Segment Start: Page excerpt
It is, therefore, necessary to discuss the outcomes in the terms of assuming the images were level 1 and 2 images as a community sentence would not be appropriate if the level of the images was higher than this. In the case of Rumbold v General Medical Council  EWHC 2569 the defendant was appealing against his suspension by the GMC after he had pleaded guilty to downloading indecent images. At the trial, Rumbold was ordered to serve a 3-year community rehabilitation order and a treatment programme. The sentence handed due to the defendant reflected the low level of the images downloaded as well as the previous good character of the accused.
The suspension was upheld as it was believed that he posed a significant danger to the child patients he might be treating. This case can be contrasted with the case of R. v Hirst  EWCA Crim 1468 in which the accused had significantly more images than in the first case and also the images found contained level 5 images. In this case, the court was duty bound to issuing a custodial sentence due to the level of images found on the system.
A prison sentence in these circumstances is only likely to make things worse for the accused who has already lost contact with his children and wife. Research has shown that the use of custodial sentences does not address the potential for re-offending and someone sentenced to prison is more likely to re-offend in the future than someone who is treated in the community and made to attend a treatment programme. The case of R. v Ripley (Jonathan)  EWCA Crim 417 goes against the general sentence guidelines.
In this case, the original sentence of 2 ½ years was replaced with a community sentence despite some of the images that had been downloaded were level 4 images. The court had regard to the presentence report which described him as a vulnerable young man who had been subjected to sexual abuse as a child.
Segment End: Page excerpt
Segment Start: Data supplied
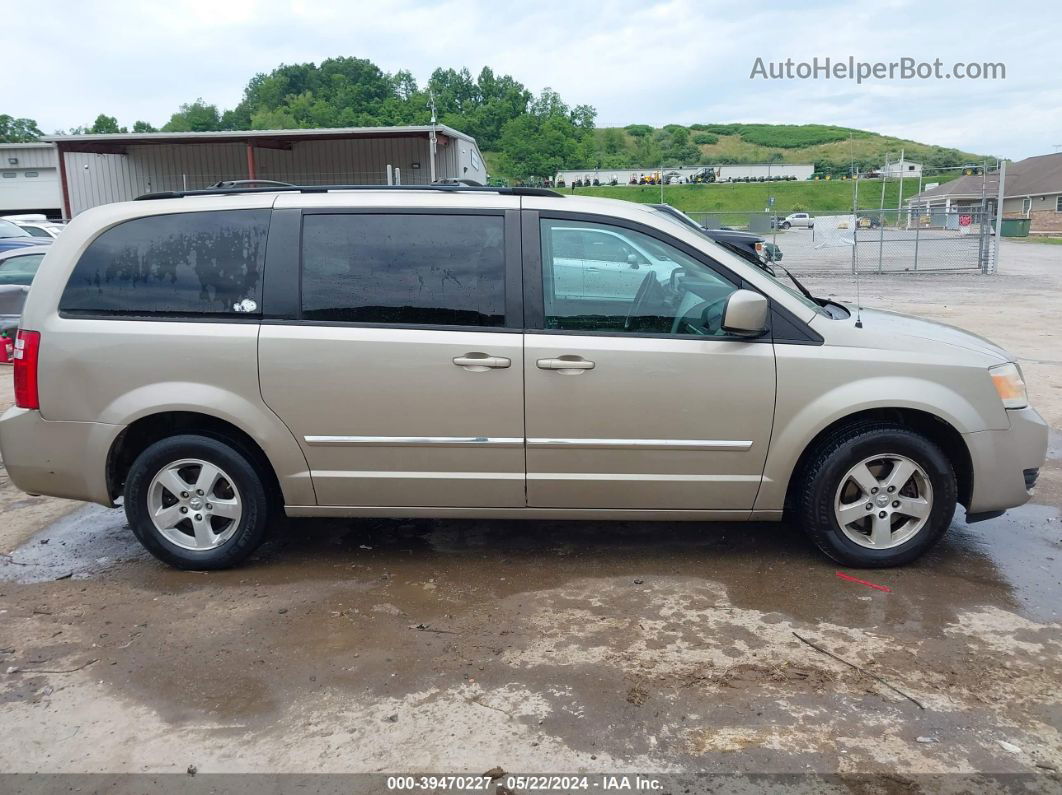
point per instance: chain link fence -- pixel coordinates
(873, 241)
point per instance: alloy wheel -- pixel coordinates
(194, 504)
(884, 501)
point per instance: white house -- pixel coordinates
(30, 179)
(902, 168)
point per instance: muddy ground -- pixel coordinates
(370, 645)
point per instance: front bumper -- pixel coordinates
(56, 459)
(1000, 460)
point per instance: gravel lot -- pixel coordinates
(370, 645)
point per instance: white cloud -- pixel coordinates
(681, 61)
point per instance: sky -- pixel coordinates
(653, 63)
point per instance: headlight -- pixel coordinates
(1009, 383)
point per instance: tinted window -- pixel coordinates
Segment End: Data supplied
» **What is needed**:
Translate this sentence from the text on sentencing in indecent-image cases into Spanish: "The suspension was upheld as it was believed that he posed a significant danger to the child patients he might be treating."

» **Solved problem**:
Se confirmó la suspensión porque se consideró que representaba un peligro significativo para los pacientes infantiles a los que podría estar tratando.